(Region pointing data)
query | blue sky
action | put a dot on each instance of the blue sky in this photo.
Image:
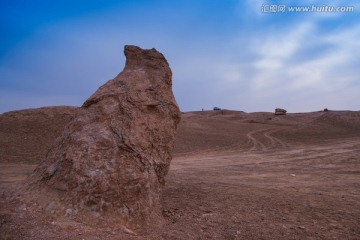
(225, 53)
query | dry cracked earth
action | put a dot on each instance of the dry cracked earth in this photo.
(234, 175)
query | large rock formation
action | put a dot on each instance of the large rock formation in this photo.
(111, 159)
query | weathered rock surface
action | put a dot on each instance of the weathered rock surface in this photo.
(280, 111)
(111, 159)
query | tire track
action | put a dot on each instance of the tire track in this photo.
(256, 144)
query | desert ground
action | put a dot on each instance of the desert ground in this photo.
(234, 175)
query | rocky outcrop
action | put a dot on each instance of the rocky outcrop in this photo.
(112, 158)
(280, 111)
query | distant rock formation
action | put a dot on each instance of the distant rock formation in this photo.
(280, 111)
(111, 159)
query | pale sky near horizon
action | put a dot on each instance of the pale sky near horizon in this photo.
(233, 54)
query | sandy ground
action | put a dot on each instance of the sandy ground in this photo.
(234, 175)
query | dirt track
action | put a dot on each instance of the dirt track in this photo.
(243, 176)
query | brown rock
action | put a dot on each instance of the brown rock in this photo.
(280, 111)
(111, 159)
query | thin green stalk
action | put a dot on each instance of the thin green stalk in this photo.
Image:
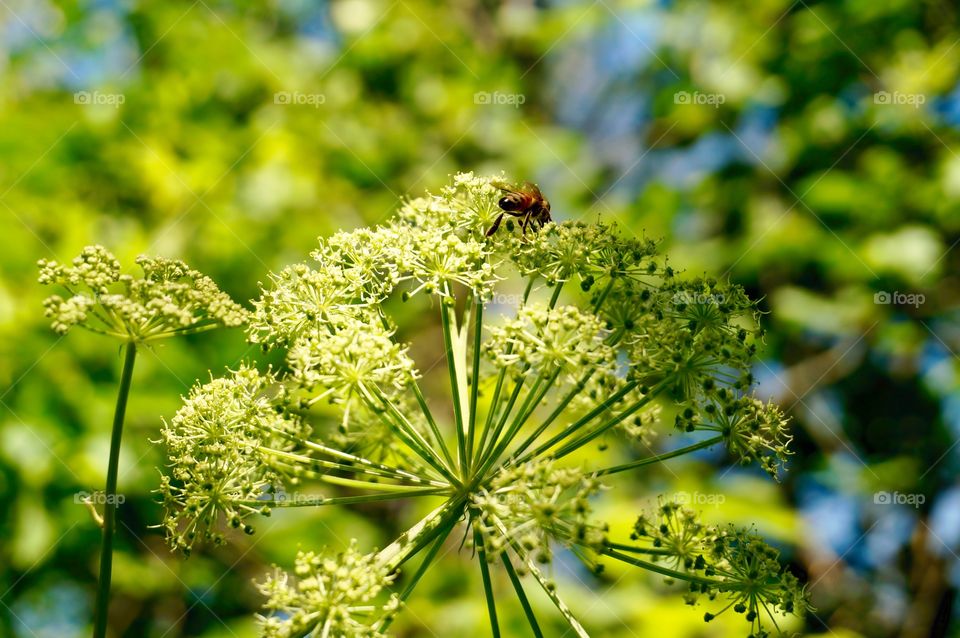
(406, 432)
(415, 579)
(346, 456)
(534, 397)
(661, 457)
(492, 444)
(579, 423)
(518, 587)
(475, 383)
(551, 593)
(449, 325)
(501, 376)
(666, 571)
(291, 460)
(317, 501)
(652, 551)
(625, 414)
(576, 390)
(487, 585)
(110, 495)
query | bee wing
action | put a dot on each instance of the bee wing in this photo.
(533, 189)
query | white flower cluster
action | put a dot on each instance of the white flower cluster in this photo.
(328, 596)
(170, 298)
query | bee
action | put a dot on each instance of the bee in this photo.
(524, 201)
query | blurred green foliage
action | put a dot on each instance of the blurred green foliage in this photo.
(819, 181)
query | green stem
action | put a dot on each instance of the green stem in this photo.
(110, 495)
(518, 587)
(487, 586)
(661, 457)
(346, 456)
(447, 310)
(495, 400)
(666, 571)
(434, 428)
(475, 383)
(415, 579)
(321, 501)
(579, 423)
(625, 414)
(405, 431)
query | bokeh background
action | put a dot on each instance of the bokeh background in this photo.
(807, 150)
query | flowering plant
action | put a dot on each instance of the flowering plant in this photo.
(169, 299)
(603, 337)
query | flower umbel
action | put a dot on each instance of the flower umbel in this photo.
(604, 339)
(170, 298)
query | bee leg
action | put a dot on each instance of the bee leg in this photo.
(495, 226)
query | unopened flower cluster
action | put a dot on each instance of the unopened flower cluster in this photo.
(550, 394)
(170, 298)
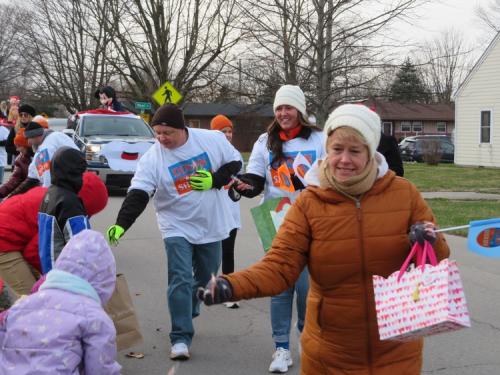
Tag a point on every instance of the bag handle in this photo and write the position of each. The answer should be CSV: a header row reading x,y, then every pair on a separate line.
x,y
422,254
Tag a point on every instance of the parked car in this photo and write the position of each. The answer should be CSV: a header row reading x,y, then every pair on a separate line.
x,y
113,143
415,148
57,123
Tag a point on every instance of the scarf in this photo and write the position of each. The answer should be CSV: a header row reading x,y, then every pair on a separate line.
x,y
354,186
58,279
290,134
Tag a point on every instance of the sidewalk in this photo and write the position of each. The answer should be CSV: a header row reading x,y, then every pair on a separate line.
x,y
460,195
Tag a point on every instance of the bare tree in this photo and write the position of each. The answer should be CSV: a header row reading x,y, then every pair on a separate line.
x,y
446,60
68,55
490,15
325,46
11,66
178,41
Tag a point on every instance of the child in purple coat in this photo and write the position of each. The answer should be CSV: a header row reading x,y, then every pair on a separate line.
x,y
62,329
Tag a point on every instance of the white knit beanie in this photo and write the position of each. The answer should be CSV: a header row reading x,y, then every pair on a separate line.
x,y
290,95
359,117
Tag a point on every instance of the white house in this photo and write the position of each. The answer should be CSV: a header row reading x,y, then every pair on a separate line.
x,y
477,112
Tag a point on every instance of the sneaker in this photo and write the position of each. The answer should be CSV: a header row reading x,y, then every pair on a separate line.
x,y
232,305
179,351
281,361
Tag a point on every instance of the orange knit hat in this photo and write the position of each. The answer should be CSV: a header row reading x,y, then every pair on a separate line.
x,y
220,122
20,140
39,119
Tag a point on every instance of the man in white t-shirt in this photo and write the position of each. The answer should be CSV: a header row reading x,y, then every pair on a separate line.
x,y
185,171
45,143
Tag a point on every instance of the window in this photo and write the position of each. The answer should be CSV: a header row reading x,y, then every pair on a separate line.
x,y
441,127
485,126
405,126
387,127
417,126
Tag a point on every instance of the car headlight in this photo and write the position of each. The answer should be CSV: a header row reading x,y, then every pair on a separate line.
x,y
92,152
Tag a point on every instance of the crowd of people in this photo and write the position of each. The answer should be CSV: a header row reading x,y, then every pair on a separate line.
x,y
56,272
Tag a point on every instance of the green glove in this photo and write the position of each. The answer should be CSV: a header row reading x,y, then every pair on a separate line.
x,y
201,180
114,233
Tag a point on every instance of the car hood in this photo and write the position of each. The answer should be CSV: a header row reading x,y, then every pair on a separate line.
x,y
100,139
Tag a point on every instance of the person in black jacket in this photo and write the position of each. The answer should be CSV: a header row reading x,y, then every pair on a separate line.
x,y
107,97
388,147
61,214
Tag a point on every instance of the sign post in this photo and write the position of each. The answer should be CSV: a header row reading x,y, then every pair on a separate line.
x,y
167,93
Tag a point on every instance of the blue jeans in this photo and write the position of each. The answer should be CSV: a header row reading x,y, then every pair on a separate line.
x,y
189,267
282,305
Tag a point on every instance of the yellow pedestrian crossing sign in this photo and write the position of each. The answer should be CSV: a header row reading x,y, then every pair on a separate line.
x,y
167,94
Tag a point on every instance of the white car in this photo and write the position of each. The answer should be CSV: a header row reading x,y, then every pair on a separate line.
x,y
113,143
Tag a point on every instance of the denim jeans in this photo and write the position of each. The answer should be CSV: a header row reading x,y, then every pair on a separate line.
x,y
282,305
189,267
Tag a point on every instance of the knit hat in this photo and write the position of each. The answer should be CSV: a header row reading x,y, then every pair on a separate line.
x,y
358,117
169,115
93,193
108,90
39,119
220,122
26,108
20,140
290,95
33,129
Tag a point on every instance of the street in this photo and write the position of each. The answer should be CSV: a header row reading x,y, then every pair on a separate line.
x,y
239,341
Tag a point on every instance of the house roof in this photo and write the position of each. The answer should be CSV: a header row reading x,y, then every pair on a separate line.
x,y
478,63
412,111
227,109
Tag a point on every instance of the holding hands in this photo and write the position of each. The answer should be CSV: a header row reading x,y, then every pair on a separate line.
x,y
218,290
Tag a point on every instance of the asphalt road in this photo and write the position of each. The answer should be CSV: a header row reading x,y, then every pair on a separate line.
x,y
239,341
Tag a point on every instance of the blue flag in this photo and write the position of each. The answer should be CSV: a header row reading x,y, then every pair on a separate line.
x,y
484,237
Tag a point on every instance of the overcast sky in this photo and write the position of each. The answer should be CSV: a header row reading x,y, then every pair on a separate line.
x,y
440,15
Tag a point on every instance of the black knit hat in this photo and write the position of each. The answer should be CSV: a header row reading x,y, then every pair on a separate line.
x,y
26,108
108,90
33,129
169,115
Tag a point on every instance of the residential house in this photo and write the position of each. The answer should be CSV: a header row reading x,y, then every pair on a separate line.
x,y
477,140
249,121
406,119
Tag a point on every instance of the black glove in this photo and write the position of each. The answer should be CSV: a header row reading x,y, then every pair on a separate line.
x,y
418,233
218,290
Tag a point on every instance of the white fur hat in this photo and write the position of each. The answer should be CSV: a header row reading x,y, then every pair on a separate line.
x,y
359,117
290,95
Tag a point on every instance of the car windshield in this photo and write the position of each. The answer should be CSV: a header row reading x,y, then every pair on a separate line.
x,y
115,126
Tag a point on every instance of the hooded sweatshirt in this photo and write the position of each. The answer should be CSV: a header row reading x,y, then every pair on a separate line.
x,y
62,329
19,216
61,214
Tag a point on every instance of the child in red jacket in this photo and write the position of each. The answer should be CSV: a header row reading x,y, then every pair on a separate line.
x,y
19,259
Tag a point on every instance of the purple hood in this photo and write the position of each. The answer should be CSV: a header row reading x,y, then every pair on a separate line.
x,y
88,256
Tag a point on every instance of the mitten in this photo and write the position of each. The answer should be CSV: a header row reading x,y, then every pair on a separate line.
x,y
218,290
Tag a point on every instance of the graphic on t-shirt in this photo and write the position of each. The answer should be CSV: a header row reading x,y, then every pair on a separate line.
x,y
181,171
309,155
42,162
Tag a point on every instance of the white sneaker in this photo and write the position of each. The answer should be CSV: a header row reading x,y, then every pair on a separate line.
x,y
281,361
179,351
232,305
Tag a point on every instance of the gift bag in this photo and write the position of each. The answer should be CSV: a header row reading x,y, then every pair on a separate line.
x,y
268,218
121,310
423,301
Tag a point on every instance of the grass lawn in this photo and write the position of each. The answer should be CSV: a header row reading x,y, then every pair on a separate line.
x,y
449,177
450,213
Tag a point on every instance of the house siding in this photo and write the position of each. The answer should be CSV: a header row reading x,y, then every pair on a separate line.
x,y
481,92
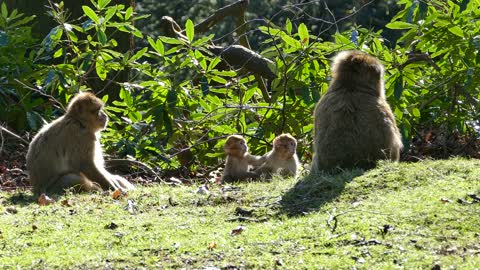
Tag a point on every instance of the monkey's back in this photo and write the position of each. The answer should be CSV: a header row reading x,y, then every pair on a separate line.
x,y
53,151
353,128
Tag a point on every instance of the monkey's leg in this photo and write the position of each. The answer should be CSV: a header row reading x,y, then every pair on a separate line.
x,y
122,183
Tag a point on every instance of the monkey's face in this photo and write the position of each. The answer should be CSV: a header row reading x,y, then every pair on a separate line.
x,y
235,145
102,119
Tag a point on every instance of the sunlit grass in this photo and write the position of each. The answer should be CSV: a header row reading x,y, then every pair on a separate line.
x,y
396,216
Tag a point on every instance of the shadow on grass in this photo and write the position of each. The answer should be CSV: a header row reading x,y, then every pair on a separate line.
x,y
21,198
314,190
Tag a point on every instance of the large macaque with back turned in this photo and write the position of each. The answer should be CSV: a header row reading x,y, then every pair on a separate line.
x,y
354,125
282,159
239,161
67,153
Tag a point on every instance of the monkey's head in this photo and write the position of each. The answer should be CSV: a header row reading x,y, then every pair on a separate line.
x,y
235,146
285,145
357,67
87,108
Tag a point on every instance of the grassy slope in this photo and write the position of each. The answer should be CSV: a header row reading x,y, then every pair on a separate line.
x,y
398,215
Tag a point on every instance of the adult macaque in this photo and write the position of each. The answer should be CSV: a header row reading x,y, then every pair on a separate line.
x,y
67,153
237,165
282,159
354,125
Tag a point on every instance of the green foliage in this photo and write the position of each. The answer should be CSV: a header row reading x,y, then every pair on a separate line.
x,y
16,65
443,88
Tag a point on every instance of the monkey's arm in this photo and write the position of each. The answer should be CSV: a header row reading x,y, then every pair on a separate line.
x,y
255,160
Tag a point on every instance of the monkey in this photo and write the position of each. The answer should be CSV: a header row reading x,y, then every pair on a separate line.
x,y
282,158
354,126
67,153
239,160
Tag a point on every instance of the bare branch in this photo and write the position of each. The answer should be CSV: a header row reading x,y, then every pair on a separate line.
x,y
13,135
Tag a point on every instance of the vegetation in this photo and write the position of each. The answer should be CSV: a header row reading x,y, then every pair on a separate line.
x,y
415,216
172,101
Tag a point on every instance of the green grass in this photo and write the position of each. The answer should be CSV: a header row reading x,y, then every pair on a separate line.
x,y
412,216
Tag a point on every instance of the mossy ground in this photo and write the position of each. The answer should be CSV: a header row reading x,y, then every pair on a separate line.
x,y
407,215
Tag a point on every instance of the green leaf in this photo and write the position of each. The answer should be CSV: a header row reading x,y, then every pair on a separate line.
x,y
219,79
101,72
4,10
456,30
172,99
416,112
103,3
138,54
400,25
224,129
190,30
58,53
102,38
157,46
204,85
128,13
3,39
291,41
90,13
398,88
288,26
170,40
303,33
109,13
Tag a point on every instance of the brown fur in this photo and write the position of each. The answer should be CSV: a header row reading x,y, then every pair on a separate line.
x,y
67,153
354,125
239,160
283,157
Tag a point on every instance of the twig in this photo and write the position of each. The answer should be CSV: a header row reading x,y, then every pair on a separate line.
x,y
128,162
13,135
263,219
335,220
236,9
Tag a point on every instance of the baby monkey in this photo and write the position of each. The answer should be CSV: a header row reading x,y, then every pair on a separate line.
x,y
282,159
239,160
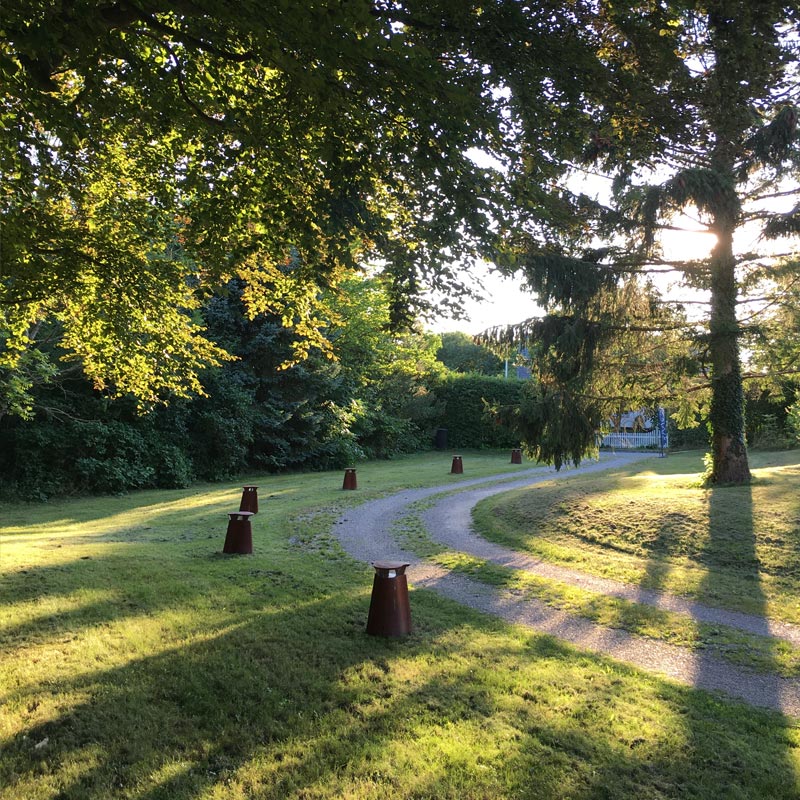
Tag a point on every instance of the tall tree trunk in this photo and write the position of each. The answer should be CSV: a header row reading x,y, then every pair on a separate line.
x,y
729,452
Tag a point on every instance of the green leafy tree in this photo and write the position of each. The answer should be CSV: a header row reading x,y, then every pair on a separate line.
x,y
152,151
691,108
460,353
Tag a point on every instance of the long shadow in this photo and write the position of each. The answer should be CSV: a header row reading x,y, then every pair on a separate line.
x,y
204,716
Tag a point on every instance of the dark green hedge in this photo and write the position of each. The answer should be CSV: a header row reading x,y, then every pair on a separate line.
x,y
466,416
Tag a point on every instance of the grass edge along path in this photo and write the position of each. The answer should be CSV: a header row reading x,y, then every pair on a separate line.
x,y
696,668
139,664
761,653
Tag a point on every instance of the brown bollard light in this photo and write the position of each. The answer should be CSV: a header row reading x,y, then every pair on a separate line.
x,y
389,609
249,499
350,481
239,538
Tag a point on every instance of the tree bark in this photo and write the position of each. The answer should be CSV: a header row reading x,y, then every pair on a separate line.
x,y
729,450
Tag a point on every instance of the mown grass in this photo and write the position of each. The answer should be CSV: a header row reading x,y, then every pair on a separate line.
x,y
733,547
138,662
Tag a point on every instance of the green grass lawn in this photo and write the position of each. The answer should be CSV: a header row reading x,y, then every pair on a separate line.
x,y
137,662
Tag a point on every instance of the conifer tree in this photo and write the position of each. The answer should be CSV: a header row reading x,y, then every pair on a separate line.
x,y
691,108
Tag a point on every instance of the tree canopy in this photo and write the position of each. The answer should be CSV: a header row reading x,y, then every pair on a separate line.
x,y
153,150
693,112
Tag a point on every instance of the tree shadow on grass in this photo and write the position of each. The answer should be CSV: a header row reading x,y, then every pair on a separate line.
x,y
458,709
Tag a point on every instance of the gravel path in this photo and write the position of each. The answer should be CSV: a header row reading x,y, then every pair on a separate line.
x,y
365,533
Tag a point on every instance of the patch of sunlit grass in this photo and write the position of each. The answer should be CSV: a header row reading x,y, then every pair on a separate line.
x,y
738,547
138,663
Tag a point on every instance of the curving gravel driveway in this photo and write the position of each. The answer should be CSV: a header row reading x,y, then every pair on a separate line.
x,y
365,533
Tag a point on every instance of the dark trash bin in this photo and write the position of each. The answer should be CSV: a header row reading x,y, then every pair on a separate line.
x,y
389,609
350,480
239,538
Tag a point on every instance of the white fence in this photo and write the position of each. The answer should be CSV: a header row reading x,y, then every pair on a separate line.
x,y
626,441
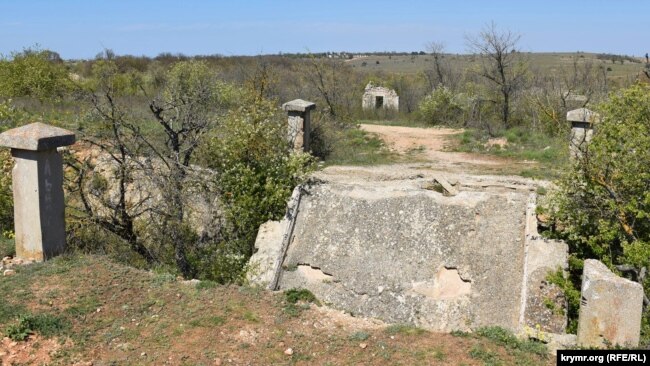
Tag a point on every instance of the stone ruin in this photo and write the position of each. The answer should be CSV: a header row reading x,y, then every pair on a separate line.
x,y
378,97
402,244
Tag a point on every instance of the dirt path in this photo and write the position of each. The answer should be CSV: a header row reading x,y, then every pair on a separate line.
x,y
429,145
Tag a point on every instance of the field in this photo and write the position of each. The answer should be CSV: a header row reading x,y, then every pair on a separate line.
x,y
87,310
544,62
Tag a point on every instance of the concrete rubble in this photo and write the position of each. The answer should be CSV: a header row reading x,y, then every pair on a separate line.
x,y
374,242
611,308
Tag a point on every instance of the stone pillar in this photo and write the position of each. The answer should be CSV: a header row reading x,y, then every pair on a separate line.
x,y
611,307
582,121
39,221
298,111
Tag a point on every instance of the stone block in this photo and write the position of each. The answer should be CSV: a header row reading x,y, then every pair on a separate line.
x,y
582,115
36,137
610,309
298,105
38,204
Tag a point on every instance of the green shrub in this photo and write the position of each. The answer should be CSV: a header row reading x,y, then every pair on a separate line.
x,y
602,206
44,324
257,173
440,107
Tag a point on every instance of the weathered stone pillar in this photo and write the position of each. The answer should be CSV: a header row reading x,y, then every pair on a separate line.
x,y
299,123
582,121
39,220
611,307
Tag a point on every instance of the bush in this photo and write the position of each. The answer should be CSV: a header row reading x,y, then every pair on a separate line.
x,y
45,324
440,107
34,73
602,207
256,175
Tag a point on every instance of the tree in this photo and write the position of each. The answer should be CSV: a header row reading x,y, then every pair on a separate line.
x,y
185,109
602,207
501,64
332,80
435,76
150,180
34,73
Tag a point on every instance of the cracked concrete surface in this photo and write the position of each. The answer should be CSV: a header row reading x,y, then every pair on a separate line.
x,y
375,242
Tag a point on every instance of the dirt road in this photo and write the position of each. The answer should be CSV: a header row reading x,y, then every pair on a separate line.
x,y
431,145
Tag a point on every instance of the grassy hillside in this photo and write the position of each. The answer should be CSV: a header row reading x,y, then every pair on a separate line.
x,y
77,310
544,62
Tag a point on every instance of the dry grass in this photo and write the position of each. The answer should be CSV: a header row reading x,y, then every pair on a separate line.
x,y
119,315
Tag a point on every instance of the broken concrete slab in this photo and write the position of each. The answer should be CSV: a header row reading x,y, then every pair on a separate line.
x,y
377,243
544,304
610,309
395,252
450,190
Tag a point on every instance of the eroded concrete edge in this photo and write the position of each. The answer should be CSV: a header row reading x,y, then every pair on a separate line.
x,y
543,311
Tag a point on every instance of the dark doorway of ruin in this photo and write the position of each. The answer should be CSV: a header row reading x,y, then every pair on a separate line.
x,y
379,102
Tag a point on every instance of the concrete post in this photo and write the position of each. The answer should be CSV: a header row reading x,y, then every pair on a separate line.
x,y
39,220
582,121
299,111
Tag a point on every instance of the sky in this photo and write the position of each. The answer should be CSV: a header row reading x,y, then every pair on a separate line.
x,y
79,29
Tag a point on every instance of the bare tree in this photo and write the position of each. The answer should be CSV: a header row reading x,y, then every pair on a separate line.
x,y
501,64
148,177
435,76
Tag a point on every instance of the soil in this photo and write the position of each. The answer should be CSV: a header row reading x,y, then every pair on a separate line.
x,y
433,145
124,316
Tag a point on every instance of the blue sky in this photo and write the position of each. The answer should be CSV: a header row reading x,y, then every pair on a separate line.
x,y
81,29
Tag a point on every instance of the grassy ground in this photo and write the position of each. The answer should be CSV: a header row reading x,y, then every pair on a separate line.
x,y
82,308
353,146
544,62
549,153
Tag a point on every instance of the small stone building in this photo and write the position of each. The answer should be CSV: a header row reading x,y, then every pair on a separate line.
x,y
378,97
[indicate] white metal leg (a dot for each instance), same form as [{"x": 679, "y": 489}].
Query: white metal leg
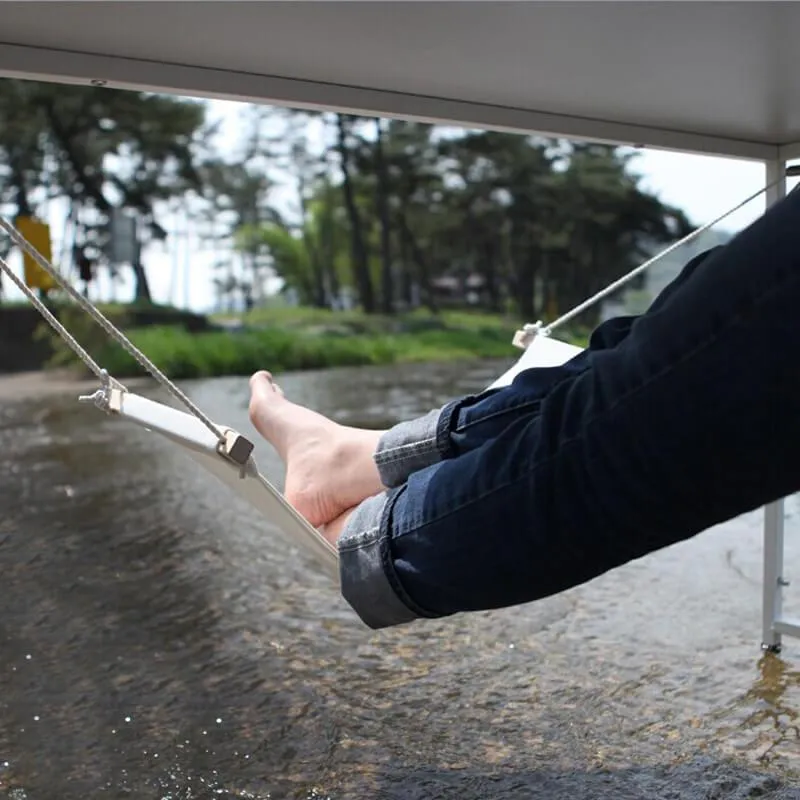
[
  {"x": 772, "y": 605},
  {"x": 773, "y": 576}
]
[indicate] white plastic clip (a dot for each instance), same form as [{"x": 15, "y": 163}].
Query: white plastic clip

▶ [Work item] Both the line above containing "query | brown rock" and the line containing "query | white flower cluster" belong in the copy, along with every line between them; print these exactly and omit the pictures.

▶ [Result of this task]
query | brown rock
action | put a dot on each instance of the brown rock in this photo.
(280, 111)
(111, 159)
query | thin green stalk
action | put a dot on each instance of the thin green stalk in this photo.
Image:
(406, 432)
(415, 579)
(346, 456)
(534, 397)
(661, 457)
(492, 444)
(579, 423)
(518, 587)
(475, 383)
(551, 593)
(449, 325)
(501, 376)
(666, 571)
(291, 460)
(317, 501)
(652, 551)
(625, 414)
(576, 390)
(487, 585)
(110, 495)
query | bee wing
action | put a dot on each instance of the bee wing in this photo.
(533, 189)
query | white flower cluster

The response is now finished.